AIM OF THE EXERCISE:
Which lines below hold the word "button"? Copy all of them.

[Photo-based referring expression data]
====================
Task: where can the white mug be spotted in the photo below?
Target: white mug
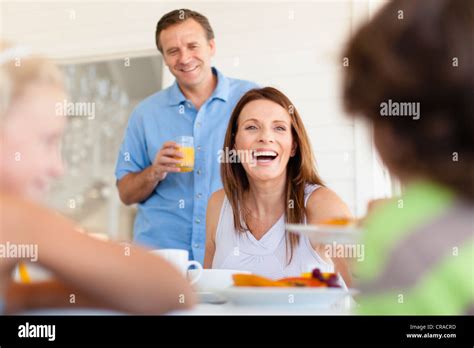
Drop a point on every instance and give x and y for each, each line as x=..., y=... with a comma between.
x=180, y=259
x=213, y=279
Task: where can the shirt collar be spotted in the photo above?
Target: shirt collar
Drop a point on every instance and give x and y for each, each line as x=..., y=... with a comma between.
x=221, y=91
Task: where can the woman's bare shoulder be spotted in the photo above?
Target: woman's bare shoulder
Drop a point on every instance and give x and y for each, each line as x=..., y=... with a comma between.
x=324, y=203
x=216, y=199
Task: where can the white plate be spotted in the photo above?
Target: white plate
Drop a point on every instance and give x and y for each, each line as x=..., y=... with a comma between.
x=327, y=234
x=210, y=297
x=270, y=296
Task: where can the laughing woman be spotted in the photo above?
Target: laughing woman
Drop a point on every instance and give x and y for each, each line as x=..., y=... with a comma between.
x=277, y=185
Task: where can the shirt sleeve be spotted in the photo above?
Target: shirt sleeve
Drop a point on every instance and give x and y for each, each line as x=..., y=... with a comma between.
x=133, y=154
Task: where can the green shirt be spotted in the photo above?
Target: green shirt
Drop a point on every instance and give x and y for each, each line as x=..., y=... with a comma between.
x=419, y=255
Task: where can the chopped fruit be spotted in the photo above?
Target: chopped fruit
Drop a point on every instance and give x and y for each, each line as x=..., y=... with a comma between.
x=303, y=282
x=333, y=281
x=315, y=279
x=317, y=274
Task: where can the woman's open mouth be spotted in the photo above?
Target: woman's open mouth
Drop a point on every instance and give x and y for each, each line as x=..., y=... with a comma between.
x=263, y=157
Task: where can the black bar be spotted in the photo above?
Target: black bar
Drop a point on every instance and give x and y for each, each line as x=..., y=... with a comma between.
x=290, y=330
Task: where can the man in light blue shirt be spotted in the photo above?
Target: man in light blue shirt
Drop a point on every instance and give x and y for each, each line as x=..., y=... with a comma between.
x=172, y=204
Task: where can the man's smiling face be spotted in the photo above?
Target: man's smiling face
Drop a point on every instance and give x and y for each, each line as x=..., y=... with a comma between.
x=187, y=52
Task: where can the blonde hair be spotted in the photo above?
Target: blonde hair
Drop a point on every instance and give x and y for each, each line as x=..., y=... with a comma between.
x=17, y=73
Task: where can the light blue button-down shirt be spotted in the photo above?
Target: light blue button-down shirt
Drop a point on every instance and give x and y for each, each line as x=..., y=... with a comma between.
x=174, y=216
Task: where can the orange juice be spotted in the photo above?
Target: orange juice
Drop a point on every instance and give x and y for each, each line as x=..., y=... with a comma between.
x=187, y=163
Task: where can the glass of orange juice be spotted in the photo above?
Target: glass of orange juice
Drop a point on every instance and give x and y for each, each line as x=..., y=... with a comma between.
x=186, y=146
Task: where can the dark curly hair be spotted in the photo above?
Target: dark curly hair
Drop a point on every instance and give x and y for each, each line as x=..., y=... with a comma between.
x=423, y=52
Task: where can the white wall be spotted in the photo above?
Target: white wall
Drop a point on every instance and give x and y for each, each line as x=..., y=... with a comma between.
x=294, y=46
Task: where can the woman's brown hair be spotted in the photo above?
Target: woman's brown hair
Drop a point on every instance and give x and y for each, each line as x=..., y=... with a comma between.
x=301, y=169
x=421, y=52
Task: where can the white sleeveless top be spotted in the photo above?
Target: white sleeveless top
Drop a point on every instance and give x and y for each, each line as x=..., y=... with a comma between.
x=266, y=257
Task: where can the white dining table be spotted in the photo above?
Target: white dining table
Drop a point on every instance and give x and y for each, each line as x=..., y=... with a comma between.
x=344, y=307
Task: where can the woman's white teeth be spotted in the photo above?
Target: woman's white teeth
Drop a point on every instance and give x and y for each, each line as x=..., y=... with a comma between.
x=265, y=156
x=266, y=153
x=188, y=70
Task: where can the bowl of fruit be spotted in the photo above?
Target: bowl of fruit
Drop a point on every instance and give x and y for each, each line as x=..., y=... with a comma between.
x=315, y=289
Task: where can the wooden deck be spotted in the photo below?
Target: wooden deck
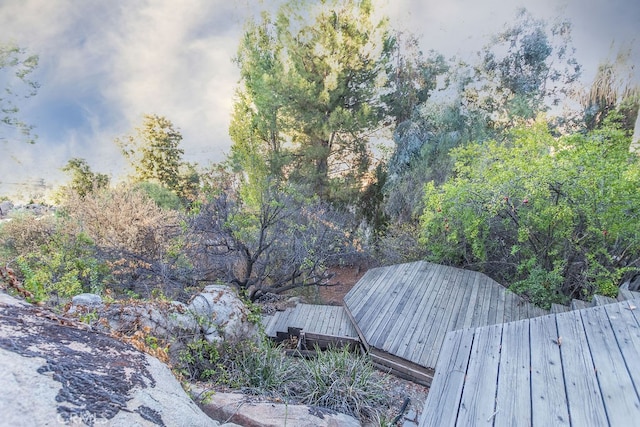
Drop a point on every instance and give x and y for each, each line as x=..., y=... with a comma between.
x=577, y=368
x=403, y=312
x=319, y=324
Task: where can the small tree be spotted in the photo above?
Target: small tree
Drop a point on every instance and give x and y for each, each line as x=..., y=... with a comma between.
x=16, y=68
x=83, y=179
x=154, y=151
x=284, y=243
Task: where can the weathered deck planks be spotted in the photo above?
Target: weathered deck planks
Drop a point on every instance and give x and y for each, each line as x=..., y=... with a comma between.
x=548, y=396
x=574, y=368
x=406, y=310
x=331, y=321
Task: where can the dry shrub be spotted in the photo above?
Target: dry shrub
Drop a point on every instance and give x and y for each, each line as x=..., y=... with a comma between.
x=137, y=238
x=26, y=233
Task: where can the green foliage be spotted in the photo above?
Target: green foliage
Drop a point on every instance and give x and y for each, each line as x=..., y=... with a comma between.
x=532, y=209
x=340, y=380
x=16, y=68
x=63, y=267
x=526, y=68
x=308, y=96
x=162, y=196
x=154, y=151
x=83, y=179
x=411, y=77
x=542, y=287
x=199, y=360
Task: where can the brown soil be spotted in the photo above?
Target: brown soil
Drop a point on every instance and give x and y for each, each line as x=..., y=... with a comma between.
x=340, y=284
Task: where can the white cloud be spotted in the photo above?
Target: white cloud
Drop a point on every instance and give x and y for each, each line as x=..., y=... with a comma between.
x=105, y=63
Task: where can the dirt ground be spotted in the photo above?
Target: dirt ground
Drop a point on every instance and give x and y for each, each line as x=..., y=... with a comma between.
x=340, y=284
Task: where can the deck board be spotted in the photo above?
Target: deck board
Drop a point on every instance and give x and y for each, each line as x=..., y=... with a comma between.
x=449, y=381
x=414, y=328
x=571, y=368
x=444, y=321
x=429, y=319
x=402, y=321
x=583, y=392
x=478, y=403
x=618, y=390
x=406, y=310
x=548, y=396
x=407, y=287
x=513, y=400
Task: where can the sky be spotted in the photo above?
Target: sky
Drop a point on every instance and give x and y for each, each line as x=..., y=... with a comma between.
x=104, y=64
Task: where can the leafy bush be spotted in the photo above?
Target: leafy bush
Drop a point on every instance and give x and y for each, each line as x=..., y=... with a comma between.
x=53, y=261
x=142, y=243
x=334, y=379
x=555, y=216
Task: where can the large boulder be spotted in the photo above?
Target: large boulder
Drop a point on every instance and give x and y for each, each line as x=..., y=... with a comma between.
x=56, y=371
x=222, y=315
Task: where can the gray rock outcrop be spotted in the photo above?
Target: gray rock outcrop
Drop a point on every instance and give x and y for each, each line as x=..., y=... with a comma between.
x=55, y=371
x=216, y=314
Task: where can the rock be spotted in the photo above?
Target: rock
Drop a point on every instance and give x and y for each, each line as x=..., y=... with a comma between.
x=85, y=302
x=222, y=315
x=55, y=371
x=244, y=410
x=216, y=314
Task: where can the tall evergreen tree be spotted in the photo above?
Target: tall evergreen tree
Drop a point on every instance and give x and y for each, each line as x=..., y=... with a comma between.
x=309, y=93
x=154, y=151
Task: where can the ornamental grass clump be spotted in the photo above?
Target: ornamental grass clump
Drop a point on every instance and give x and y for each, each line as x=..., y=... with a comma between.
x=343, y=381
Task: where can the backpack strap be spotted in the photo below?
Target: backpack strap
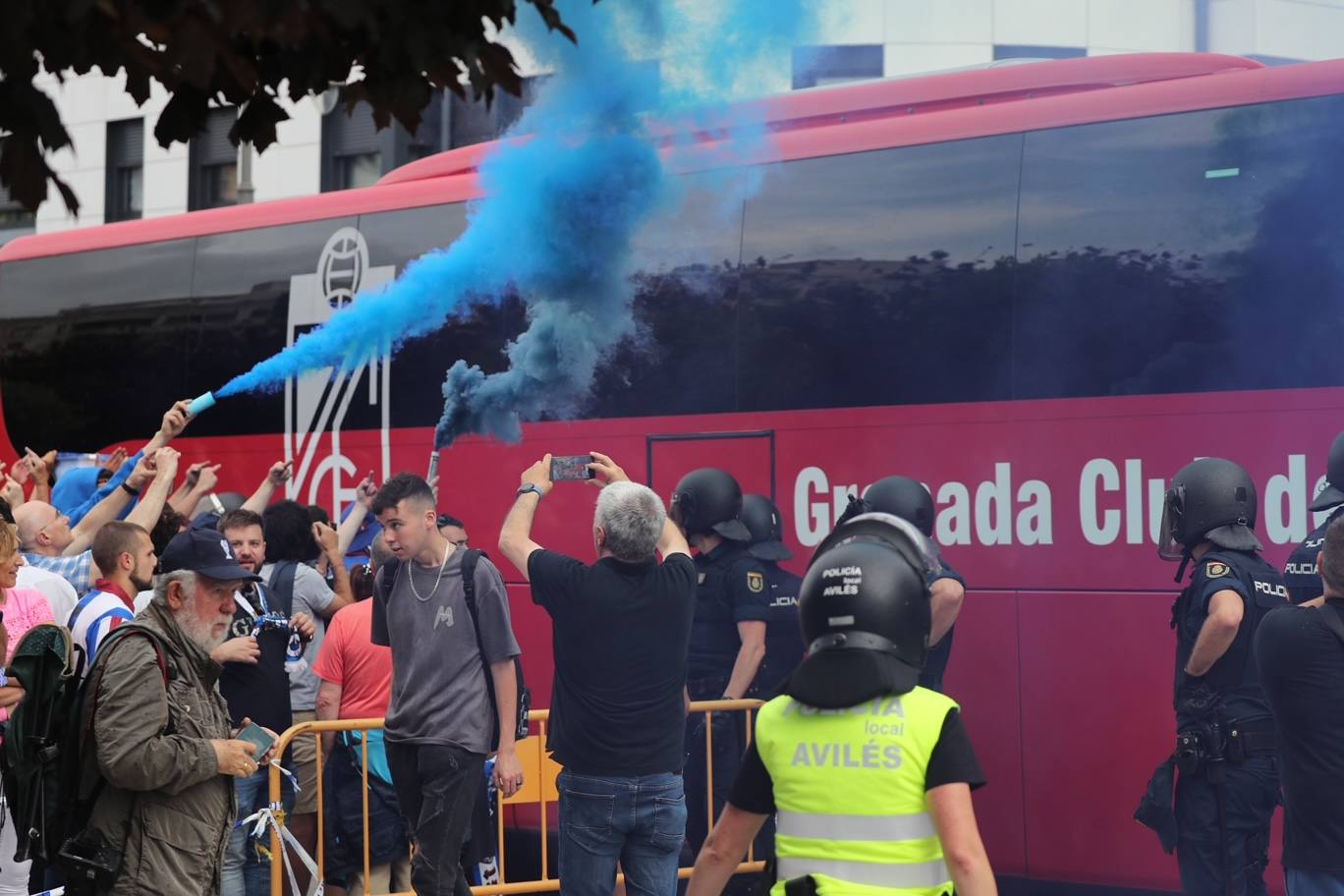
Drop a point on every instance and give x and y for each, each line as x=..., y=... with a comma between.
x=389, y=575
x=471, y=559
x=282, y=585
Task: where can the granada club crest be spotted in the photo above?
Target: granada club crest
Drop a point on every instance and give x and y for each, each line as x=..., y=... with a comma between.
x=316, y=403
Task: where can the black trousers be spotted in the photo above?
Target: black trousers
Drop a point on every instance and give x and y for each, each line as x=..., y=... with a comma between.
x=435, y=786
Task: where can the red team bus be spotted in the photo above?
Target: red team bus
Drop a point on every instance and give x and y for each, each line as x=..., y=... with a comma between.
x=1040, y=289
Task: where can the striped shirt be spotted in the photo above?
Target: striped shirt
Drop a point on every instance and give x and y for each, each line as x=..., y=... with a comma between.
x=77, y=570
x=97, y=615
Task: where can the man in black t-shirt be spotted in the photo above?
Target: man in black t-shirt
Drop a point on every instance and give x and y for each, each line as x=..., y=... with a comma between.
x=255, y=687
x=623, y=628
x=1301, y=668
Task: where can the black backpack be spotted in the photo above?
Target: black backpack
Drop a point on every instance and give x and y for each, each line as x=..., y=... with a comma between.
x=525, y=696
x=51, y=776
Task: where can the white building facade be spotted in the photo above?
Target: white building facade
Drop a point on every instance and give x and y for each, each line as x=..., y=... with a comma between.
====================
ANSWER BOX:
Task: where can the light blue button-down shirt be spotted in the photo above?
Target: light blue button-down shirt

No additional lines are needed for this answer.